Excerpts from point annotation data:
^^^^

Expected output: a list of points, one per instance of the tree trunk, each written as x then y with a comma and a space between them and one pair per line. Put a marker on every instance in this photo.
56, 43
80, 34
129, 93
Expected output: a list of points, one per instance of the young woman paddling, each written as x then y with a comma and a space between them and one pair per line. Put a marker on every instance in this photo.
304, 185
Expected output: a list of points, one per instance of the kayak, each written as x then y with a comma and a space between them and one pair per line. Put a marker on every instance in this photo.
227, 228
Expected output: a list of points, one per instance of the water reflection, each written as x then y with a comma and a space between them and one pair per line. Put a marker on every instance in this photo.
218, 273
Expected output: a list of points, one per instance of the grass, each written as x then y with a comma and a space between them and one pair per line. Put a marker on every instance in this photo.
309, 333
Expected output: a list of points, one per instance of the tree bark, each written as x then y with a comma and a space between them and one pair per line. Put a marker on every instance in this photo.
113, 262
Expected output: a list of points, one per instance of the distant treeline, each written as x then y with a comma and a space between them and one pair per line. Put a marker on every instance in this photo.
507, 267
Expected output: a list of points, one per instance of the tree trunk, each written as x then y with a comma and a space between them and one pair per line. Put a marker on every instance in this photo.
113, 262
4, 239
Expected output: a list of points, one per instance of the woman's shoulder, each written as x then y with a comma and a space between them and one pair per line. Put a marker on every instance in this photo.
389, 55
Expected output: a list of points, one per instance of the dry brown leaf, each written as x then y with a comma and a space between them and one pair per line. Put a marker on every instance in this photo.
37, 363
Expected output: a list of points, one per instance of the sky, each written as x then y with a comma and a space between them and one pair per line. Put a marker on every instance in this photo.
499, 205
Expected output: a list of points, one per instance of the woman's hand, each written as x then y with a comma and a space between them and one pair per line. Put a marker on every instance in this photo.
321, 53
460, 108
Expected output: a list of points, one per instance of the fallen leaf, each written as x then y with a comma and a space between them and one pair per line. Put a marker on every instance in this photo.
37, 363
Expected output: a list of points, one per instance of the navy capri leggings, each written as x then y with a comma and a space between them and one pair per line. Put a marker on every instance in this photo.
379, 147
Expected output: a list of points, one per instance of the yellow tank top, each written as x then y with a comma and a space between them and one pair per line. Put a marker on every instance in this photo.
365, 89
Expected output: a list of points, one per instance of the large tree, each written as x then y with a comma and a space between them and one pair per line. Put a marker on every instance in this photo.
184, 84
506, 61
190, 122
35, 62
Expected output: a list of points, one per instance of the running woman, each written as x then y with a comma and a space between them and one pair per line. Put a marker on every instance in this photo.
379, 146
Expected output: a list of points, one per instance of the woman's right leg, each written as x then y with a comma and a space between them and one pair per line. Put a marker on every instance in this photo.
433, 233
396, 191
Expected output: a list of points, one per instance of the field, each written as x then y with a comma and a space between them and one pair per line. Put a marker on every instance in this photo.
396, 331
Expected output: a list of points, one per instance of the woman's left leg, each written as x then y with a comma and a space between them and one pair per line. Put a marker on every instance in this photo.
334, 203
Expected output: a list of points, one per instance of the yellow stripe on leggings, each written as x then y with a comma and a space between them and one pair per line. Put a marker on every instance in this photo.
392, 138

^^^^

Extract, exactly, the lines above that begin at the line containing "of the large" and end at the final line of the records; add no other text.

Expected output: a list of points, one per instance of the large tree, each written as x then y with a comma and a space between them and one pair per line. Put a marker on every instance in this photo.
184, 84
506, 61
190, 122
35, 62
Expected output: a list of points, one per instance of the running woman, each written as x then y with a comma and a space between them and one pair per line. Put a marker on every instance in this photo.
379, 146
Expected output: a list of points, one per instance of the woman's right leg, each written as x then y with a comma and a space between them and one pair per line. Put a marker on every instance in this photo.
433, 233
396, 191
Expected output: a list of points, one per instance of the field, each written as x then y with a comma and a space between them and one pair per line. Put a marker on every instance in this photo.
396, 331
Expected output: a list of points, one per instance of the woman's left leg, each written as x then y with a comma and a space between them and one pair per line. Put a marker on every instance in this photo.
334, 203
Expected output: a list of points, one per instance of the yellow stripe on leggings, each written as x then y with a comma and a space between them and one pair per line. Put a marker on every instance in this photo.
392, 138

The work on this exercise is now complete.